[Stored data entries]
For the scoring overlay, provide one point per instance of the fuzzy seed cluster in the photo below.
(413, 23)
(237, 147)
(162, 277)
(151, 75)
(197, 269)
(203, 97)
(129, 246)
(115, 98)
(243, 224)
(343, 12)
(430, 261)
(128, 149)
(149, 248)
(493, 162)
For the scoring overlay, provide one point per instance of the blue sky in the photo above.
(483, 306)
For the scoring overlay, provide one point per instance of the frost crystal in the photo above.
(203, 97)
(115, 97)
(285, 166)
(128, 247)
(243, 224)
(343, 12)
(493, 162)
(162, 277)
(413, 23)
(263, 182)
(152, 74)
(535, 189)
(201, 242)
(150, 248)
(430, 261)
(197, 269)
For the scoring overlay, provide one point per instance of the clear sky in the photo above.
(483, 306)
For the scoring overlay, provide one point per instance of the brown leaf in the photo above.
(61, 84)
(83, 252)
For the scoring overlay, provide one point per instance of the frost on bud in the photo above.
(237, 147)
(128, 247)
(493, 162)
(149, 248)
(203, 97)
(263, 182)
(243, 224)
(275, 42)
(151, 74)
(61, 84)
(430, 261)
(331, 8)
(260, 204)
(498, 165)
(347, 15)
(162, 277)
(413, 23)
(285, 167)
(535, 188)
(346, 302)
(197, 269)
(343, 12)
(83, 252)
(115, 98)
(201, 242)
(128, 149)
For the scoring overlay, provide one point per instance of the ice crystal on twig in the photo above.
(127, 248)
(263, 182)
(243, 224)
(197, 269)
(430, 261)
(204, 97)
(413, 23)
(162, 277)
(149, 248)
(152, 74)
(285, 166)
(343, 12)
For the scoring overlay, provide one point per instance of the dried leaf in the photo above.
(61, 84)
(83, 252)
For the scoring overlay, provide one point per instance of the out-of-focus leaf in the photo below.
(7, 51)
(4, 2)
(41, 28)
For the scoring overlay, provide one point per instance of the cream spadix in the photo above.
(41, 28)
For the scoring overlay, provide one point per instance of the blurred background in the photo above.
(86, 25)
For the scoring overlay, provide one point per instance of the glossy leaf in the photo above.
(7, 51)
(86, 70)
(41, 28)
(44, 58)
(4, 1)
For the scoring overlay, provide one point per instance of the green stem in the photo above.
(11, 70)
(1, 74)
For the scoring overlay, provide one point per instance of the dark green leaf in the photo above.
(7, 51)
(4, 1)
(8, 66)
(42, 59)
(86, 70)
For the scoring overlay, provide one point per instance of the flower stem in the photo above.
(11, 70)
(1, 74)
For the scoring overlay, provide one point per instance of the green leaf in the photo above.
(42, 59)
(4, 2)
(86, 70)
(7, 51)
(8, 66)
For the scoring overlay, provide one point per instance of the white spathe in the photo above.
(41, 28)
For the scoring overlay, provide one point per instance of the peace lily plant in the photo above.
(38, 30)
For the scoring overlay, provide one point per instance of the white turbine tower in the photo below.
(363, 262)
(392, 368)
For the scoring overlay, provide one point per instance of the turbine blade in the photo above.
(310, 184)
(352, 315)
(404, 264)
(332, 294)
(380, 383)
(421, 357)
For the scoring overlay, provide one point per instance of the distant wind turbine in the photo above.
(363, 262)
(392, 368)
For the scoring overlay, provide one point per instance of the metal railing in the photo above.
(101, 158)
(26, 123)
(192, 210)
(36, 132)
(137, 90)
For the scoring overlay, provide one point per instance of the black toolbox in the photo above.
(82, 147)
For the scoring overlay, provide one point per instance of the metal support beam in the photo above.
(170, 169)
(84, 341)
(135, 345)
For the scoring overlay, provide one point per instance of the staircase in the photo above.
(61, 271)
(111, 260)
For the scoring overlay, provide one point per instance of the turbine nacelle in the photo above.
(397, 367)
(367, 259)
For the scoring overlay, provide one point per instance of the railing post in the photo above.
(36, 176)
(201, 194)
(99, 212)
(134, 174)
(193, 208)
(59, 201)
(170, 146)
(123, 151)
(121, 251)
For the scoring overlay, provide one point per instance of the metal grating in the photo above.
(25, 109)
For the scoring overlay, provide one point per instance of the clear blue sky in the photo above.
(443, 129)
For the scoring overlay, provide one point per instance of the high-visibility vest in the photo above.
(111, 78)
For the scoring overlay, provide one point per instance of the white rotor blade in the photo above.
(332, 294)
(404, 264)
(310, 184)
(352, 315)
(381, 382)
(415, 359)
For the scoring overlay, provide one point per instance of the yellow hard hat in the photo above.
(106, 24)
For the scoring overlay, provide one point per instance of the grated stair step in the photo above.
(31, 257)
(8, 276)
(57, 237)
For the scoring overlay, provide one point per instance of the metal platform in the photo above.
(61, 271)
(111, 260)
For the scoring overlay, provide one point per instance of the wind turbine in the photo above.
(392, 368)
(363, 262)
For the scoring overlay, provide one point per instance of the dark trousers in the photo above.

■ **Prompt**: Copy every line of the data above word for word, without changing anything.

■ **Solution to this problem**:
For the scoring overlay, provide one point per instance of the fuzzy seed cluster in the photo below.
(413, 23)
(237, 147)
(162, 277)
(151, 75)
(197, 269)
(203, 97)
(129, 246)
(115, 98)
(243, 224)
(343, 12)
(430, 261)
(128, 149)
(149, 248)
(493, 162)
For the scoring overlay, provide one point per instance of the blue sky in the photo above.
(483, 306)
For the scoring overlay, provide one point per instance of the frost crystal in the photo above.
(203, 97)
(115, 97)
(285, 166)
(128, 247)
(243, 224)
(343, 12)
(493, 162)
(162, 277)
(413, 23)
(263, 182)
(152, 74)
(535, 189)
(201, 242)
(150, 248)
(430, 261)
(197, 269)
For the scoring overlay, provide one point per instance of the clear sky in the photo above.
(483, 306)
For the scoring overlay, provide one point per instance of the brown leaf in the photo above.
(61, 84)
(83, 252)
For the scoring overlay, provide one point per instance of the frost on bud in the photo above.
(237, 147)
(128, 247)
(493, 162)
(149, 248)
(203, 97)
(263, 182)
(243, 224)
(275, 42)
(151, 74)
(61, 84)
(430, 261)
(331, 8)
(260, 204)
(498, 165)
(347, 15)
(162, 277)
(413, 23)
(285, 167)
(535, 188)
(346, 302)
(197, 269)
(343, 12)
(83, 252)
(115, 98)
(201, 242)
(128, 149)
For the scoring overlay, provide one point per instance of the ice crystal on twig in the photo above.
(127, 248)
(263, 182)
(243, 224)
(197, 269)
(430, 261)
(204, 97)
(413, 23)
(162, 277)
(149, 248)
(152, 74)
(285, 166)
(343, 12)
For the scoring overlay, provide one point per instance of the dried leaf in the photo above.
(61, 84)
(83, 252)
For the scoring overlay, provide one point per instance of the out-of-focus leaf in the photo below.
(7, 51)
(4, 2)
(41, 28)
For the scoring overlay, provide one point per instance of the cream spadix in the photo above.
(41, 28)
For the scoring overlay, provide one point per instance of the blurred background in the photo above.
(86, 25)
For the scoring overlay, provide one point per instance of the glossy leaf in the photo above.
(7, 51)
(86, 70)
(41, 28)
(44, 58)
(4, 1)
For the scoring overlay, provide one point per instance of the green stem in the photo above.
(11, 70)
(1, 74)
For the scoring overlay, provide one point per instance of the dark green leaf in the photo above.
(7, 51)
(4, 1)
(8, 66)
(42, 59)
(86, 70)
For the scoring overlay, provide one point per instance of the flower stem in the photo above.
(11, 70)
(1, 74)
For the scoring overlay, provide one point per instance of the green leaf in the photo above.
(42, 59)
(4, 2)
(86, 70)
(7, 51)
(8, 66)
For the scoring overlay, provide one point per instance of the white spathe in the photo above.
(41, 28)
For the scoring overlay, provide one point per instance of the peace lily plant in the photo above.
(38, 30)
For the scoring overlay, provide one point per instance of the white turbine tower in the photo below.
(363, 262)
(392, 368)
For the scoring overlay, provide one point per instance of the turbine blade in the photo above.
(310, 184)
(352, 315)
(404, 264)
(332, 294)
(380, 383)
(421, 357)
For the scoring overlay, provide one point per instance of the distant wind turbine in the photo above.
(363, 262)
(392, 368)
For the scoring overlay, provide one point per instance of the metal railing in the photo above.
(101, 158)
(26, 123)
(192, 210)
(36, 132)
(137, 90)
For the scoring overlay, provide one point per instance of the black toolbox in the photo above.
(82, 147)
For the scoring overlay, provide one point per instance of the metal support beam in the photo above.
(170, 169)
(84, 341)
(135, 345)
For the scoring overlay, provide one point per instance of the staircase in the photo above.
(61, 271)
(111, 260)
For the scoring overlay, provide one point per instance of the turbine nacelle in the photo above.
(397, 367)
(367, 259)
For the scoring overlay, provide one point per instance of the railing post in the photo above.
(36, 176)
(201, 194)
(99, 212)
(134, 174)
(193, 208)
(59, 201)
(170, 146)
(123, 151)
(121, 251)
For the scoring overlay, provide one point per instance of the metal grating in the photo above.
(25, 109)
For the scoring overlay, provide one point per instance of the clear blue sky in the photo above.
(443, 129)
For the scoring overlay, provide one point per instance of the high-visibility vest in the photo above.
(111, 78)
For the scoring overlay, provide one point per instance of the white rotor blade in the photo above.
(332, 294)
(404, 264)
(310, 184)
(352, 315)
(381, 382)
(415, 359)
For the scoring overlay, provide one point per instance of the yellow hard hat in the photo above.
(106, 24)
For the scoring overlay, provide one point per instance of the grated stair step in the photo above.
(31, 257)
(8, 276)
(57, 237)
For the scoring overlay, provide one point per instance of the metal platform in the photo above.
(61, 271)
(111, 260)
For the scoring overlay, provide one point per instance of the wind turbine in the photo above.
(392, 368)
(363, 262)
For the scoring overlay, provide one point per instance of the dark trousers in the photo above.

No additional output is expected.